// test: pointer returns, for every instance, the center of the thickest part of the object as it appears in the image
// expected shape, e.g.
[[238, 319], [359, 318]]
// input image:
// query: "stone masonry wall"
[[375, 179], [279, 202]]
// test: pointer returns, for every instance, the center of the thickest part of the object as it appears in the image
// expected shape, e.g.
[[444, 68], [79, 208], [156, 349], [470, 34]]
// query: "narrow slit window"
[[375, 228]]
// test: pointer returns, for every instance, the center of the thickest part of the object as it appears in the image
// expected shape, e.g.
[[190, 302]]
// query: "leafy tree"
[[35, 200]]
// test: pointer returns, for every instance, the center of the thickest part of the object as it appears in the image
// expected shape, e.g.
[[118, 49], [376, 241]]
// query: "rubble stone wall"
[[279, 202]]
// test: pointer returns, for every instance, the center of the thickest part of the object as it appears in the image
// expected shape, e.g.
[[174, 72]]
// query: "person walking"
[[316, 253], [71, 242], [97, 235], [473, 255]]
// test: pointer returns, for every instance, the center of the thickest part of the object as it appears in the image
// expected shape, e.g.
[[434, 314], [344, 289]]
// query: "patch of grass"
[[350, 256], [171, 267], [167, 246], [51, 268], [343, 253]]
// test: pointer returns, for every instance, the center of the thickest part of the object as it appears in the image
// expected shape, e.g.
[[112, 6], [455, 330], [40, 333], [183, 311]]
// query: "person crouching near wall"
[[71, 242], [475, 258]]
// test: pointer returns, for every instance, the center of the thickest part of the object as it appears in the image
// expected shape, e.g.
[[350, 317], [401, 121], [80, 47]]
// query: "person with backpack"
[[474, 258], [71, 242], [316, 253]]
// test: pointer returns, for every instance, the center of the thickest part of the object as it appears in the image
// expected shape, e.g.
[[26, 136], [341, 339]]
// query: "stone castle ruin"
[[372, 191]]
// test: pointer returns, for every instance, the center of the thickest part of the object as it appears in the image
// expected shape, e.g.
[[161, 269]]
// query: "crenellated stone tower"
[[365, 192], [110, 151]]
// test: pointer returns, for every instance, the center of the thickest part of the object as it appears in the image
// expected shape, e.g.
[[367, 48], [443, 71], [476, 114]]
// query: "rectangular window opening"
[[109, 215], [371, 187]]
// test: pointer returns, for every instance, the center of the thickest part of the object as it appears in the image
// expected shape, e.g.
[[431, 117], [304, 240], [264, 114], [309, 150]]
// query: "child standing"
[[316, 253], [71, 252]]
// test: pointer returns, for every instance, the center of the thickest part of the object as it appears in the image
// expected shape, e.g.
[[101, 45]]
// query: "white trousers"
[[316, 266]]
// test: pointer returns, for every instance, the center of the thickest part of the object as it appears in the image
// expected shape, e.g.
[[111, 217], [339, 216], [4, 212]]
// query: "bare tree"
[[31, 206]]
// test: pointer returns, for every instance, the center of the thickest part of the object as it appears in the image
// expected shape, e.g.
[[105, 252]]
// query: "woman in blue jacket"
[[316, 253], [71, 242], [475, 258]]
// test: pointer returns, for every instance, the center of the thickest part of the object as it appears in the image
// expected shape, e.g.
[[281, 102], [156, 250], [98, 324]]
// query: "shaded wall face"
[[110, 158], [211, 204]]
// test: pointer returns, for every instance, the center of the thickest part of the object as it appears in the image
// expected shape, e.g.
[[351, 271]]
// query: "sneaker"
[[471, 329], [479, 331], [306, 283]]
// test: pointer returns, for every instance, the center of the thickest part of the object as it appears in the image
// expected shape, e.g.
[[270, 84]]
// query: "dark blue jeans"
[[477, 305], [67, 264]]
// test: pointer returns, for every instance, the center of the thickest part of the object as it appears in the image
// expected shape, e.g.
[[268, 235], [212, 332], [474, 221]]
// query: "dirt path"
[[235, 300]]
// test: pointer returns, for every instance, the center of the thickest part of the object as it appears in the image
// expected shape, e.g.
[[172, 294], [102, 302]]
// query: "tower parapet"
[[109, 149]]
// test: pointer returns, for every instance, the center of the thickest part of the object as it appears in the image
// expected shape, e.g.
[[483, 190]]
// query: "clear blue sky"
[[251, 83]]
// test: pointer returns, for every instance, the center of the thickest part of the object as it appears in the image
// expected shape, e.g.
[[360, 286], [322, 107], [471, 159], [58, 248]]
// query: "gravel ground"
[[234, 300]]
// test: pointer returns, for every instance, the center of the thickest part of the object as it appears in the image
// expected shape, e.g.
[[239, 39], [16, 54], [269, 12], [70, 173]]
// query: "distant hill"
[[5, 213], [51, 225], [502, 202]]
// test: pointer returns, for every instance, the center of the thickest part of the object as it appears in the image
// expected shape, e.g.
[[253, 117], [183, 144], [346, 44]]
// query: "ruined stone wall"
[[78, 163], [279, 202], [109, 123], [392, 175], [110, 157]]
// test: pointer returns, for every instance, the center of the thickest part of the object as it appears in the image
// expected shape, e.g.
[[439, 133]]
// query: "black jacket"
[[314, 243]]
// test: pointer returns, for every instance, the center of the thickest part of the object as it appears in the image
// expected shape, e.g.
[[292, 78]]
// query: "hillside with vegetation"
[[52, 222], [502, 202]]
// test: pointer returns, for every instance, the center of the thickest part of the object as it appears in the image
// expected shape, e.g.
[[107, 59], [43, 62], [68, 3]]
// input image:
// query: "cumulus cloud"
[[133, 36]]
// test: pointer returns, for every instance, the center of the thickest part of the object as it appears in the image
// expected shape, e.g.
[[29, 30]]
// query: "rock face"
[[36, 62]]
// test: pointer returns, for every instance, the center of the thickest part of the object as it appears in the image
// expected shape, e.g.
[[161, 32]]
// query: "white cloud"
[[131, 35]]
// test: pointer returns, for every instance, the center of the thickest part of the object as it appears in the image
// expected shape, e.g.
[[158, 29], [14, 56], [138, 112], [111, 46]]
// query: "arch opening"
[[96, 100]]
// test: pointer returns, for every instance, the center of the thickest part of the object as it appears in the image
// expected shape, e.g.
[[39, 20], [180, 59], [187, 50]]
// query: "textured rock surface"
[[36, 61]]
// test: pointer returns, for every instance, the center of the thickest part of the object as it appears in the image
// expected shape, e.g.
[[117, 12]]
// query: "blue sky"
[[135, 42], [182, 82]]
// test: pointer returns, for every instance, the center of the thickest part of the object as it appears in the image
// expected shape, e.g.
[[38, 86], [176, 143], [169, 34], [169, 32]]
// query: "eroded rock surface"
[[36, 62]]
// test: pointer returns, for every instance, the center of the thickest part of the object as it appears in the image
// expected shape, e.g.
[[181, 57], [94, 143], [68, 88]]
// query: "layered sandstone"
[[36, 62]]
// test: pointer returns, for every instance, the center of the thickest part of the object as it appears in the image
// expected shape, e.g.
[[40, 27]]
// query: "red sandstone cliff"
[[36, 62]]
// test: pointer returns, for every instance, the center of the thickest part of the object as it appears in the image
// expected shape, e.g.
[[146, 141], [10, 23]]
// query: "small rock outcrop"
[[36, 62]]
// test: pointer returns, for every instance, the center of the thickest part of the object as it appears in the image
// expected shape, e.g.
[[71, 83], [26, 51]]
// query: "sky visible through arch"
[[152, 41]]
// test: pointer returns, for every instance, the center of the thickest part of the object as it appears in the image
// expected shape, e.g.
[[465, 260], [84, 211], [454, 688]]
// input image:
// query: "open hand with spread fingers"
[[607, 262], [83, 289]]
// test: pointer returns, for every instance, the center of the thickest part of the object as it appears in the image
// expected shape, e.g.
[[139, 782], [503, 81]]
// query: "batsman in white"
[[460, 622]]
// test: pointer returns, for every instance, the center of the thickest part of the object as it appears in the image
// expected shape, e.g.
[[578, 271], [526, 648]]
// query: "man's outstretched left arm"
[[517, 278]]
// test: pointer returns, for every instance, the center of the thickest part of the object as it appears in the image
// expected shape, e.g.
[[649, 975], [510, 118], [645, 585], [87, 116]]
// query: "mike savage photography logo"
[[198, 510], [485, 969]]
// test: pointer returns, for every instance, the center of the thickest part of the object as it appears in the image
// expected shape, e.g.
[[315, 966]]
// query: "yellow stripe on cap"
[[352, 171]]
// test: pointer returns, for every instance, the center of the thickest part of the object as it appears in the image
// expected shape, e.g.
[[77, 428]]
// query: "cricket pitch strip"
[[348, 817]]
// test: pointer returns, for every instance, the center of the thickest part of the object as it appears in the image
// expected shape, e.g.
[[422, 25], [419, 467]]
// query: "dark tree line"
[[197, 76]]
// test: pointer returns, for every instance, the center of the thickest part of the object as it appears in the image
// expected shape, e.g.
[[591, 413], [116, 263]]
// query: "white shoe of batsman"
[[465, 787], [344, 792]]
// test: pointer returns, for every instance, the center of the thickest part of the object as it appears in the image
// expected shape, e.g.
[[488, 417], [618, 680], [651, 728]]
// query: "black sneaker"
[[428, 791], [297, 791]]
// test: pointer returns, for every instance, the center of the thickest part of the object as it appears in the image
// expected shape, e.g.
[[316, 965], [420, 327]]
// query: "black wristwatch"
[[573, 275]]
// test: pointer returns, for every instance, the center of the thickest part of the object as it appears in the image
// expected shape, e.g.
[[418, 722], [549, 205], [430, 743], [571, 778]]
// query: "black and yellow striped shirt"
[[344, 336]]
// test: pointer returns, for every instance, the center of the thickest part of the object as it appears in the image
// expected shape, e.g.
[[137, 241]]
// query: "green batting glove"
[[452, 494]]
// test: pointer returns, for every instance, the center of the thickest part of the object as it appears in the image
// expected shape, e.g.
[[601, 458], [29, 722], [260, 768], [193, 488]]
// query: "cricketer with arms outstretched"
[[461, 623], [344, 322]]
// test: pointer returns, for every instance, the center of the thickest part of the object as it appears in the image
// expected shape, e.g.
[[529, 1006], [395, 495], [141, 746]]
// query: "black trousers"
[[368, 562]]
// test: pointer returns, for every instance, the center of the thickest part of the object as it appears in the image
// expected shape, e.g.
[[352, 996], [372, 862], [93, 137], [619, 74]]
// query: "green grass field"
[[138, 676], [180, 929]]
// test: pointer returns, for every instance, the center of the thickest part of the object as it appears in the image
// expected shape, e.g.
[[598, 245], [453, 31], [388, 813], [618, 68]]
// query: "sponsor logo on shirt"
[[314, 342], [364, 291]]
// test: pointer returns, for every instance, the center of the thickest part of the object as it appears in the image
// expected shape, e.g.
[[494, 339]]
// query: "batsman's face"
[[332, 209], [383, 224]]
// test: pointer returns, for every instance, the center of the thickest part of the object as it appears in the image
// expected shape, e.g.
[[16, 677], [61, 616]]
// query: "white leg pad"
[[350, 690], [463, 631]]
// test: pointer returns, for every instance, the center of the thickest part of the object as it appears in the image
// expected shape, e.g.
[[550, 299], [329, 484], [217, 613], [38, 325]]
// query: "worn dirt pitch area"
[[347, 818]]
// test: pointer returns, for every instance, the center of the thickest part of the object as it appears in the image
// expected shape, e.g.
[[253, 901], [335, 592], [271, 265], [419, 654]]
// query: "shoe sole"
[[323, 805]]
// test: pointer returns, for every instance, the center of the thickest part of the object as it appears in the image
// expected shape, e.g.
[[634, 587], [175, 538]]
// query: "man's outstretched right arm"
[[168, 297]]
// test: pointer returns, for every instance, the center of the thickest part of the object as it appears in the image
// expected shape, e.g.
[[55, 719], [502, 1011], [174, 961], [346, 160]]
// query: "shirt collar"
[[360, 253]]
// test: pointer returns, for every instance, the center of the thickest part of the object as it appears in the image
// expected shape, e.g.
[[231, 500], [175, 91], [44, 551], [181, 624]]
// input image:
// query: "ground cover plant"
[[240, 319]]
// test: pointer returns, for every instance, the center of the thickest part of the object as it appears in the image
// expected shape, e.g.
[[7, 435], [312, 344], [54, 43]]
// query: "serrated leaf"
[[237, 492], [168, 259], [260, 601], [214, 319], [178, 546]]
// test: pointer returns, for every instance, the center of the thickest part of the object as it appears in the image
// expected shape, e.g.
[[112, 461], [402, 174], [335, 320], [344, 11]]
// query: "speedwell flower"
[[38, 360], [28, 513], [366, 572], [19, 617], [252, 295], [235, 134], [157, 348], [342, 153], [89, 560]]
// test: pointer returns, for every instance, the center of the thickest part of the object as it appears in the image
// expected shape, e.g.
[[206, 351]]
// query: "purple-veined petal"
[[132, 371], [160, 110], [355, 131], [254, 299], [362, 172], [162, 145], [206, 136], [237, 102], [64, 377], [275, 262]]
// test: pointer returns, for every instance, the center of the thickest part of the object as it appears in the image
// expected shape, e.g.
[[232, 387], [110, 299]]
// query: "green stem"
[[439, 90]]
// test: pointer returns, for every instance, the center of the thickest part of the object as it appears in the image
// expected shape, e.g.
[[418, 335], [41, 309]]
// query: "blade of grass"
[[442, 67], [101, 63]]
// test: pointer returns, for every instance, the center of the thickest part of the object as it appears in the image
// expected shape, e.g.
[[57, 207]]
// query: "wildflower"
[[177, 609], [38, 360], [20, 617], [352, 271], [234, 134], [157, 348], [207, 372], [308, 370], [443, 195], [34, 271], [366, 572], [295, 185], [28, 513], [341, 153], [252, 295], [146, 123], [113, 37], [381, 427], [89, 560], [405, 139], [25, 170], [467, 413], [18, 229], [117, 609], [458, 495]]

# TASK
Rewrite the stretch from the first line through the line containing "[[375, 228]]", replacing "expected shape" with "example output" and leaving everything else unchanged.

# SOLVED PROBLEM
// test: pointer returns, for every instance, the center of the thickest part of the object as it appears in the image
// example output, e.g.
[[238, 319], [359, 318]]
// input image:
// query: "stone masonry wall"
[[375, 179], [279, 202]]
// test: pointer returns, for every instance, the center of the thickest part of the object as it appears in the image
// example output, e.g.
[[444, 68], [79, 208], [156, 349], [470, 34]]
// query: "narrow slit window"
[[375, 228]]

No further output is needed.